- TASK DIRECTIONS -
Count the rows below that contain the string "crowd", and reply with only that number.

- MATERIAL SUPPLIED -
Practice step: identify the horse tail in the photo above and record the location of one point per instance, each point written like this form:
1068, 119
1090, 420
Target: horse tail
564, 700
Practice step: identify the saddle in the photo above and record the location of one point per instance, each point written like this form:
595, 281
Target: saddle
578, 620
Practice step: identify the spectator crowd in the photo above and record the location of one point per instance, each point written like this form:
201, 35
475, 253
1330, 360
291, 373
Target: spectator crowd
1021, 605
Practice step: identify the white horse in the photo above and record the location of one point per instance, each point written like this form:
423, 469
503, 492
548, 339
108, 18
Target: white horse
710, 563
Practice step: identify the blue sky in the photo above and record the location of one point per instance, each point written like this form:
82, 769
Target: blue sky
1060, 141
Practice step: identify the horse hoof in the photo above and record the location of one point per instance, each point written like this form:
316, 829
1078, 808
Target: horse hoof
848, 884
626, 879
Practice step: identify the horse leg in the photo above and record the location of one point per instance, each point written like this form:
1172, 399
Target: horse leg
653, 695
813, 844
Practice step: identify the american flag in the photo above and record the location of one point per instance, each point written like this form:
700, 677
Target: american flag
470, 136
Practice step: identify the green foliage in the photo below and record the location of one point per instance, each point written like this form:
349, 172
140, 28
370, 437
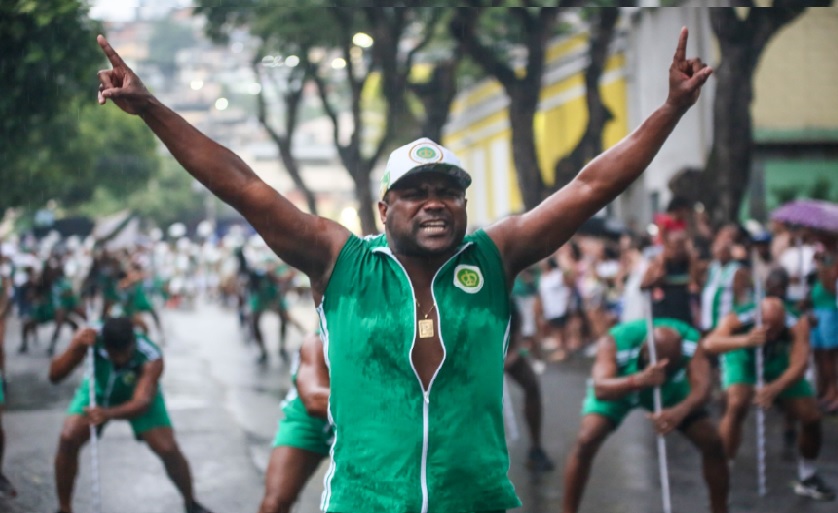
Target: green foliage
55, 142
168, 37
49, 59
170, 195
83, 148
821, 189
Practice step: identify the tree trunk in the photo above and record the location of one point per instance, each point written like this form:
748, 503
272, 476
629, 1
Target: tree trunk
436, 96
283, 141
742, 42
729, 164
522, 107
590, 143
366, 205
--
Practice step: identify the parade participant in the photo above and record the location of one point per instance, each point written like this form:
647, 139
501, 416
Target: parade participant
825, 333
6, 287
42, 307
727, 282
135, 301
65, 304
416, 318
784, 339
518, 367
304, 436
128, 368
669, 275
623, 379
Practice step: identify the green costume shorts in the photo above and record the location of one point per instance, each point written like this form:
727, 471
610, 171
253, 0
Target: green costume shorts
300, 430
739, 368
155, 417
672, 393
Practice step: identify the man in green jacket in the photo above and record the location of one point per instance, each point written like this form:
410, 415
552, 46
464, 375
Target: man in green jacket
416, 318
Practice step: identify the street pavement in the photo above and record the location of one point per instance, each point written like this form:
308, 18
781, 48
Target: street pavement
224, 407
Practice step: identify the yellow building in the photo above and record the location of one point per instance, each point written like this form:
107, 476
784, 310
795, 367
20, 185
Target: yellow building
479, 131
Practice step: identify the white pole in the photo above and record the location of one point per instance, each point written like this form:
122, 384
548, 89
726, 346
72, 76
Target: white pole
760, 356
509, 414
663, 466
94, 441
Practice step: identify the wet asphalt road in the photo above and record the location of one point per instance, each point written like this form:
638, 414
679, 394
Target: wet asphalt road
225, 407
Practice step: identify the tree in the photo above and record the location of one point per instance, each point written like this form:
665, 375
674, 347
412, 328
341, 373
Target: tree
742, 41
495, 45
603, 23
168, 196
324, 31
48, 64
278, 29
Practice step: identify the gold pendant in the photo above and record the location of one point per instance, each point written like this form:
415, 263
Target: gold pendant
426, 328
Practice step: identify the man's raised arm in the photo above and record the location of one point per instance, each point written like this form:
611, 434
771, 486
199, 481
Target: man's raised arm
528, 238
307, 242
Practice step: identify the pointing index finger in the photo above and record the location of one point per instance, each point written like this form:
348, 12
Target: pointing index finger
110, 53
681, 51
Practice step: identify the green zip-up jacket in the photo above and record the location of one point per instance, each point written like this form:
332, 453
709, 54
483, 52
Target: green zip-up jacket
* * *
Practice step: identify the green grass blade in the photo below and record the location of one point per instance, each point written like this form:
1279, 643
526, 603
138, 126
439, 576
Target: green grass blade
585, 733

- CORRECT ANSWER -
2